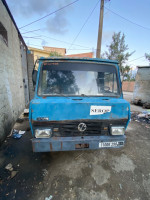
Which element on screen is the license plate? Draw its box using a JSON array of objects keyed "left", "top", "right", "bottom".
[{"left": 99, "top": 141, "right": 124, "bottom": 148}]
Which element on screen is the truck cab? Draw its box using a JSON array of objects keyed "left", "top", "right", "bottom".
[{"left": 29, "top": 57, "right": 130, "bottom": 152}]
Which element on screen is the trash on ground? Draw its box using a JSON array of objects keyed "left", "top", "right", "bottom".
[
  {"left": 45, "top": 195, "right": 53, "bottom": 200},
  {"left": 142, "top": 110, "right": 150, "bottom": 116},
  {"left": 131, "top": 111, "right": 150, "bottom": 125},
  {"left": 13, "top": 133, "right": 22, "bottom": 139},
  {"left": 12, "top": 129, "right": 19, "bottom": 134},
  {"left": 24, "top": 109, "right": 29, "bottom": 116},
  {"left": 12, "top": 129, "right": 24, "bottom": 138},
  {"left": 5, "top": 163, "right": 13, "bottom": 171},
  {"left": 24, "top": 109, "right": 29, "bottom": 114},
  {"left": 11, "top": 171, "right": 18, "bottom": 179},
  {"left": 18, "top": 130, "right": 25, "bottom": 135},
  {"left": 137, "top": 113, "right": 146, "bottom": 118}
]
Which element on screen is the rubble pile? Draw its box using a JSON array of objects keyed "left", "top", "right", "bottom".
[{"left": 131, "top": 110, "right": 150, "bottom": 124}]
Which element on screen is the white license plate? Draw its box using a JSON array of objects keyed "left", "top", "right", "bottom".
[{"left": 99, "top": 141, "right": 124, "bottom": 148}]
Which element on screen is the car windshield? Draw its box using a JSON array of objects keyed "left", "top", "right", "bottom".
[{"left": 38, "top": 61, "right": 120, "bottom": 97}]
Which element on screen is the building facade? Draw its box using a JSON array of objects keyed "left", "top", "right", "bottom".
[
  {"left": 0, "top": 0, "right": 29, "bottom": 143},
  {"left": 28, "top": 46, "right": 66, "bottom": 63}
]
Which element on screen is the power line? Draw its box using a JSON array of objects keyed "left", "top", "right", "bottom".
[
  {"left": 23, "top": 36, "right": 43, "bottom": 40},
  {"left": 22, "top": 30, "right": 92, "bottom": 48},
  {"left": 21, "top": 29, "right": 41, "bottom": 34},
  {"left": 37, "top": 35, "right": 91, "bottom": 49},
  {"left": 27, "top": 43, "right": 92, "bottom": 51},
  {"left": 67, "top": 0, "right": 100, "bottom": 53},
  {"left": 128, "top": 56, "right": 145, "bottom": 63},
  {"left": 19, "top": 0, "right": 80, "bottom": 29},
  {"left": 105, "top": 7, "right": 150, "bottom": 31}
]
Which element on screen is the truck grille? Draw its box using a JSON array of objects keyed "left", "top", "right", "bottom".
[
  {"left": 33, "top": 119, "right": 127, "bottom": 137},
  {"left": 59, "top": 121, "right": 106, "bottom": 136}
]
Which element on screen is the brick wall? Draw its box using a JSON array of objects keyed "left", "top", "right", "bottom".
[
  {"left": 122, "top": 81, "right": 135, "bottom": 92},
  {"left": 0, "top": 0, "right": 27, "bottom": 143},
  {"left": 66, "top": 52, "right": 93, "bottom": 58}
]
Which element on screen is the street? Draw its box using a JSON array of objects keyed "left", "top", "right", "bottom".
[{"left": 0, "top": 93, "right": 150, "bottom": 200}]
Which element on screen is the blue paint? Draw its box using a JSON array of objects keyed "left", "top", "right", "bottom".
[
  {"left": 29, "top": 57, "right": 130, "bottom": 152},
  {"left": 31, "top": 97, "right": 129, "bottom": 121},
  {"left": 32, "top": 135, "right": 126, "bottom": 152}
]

• **YOUR ASSIGNMENT**:
Would you repeat the lines from the one containing "Which element on screen is the blue" through the end of the data, exactly, with nothing before or after them?

• **SOLUTION TO THE EXERCISE**:
Which element on screen is the blue paint? Draw its box using a JSON array of objects keyed "left", "top", "right", "bottom".
[
  {"left": 29, "top": 57, "right": 130, "bottom": 152},
  {"left": 31, "top": 97, "right": 129, "bottom": 121},
  {"left": 32, "top": 135, "right": 126, "bottom": 152}
]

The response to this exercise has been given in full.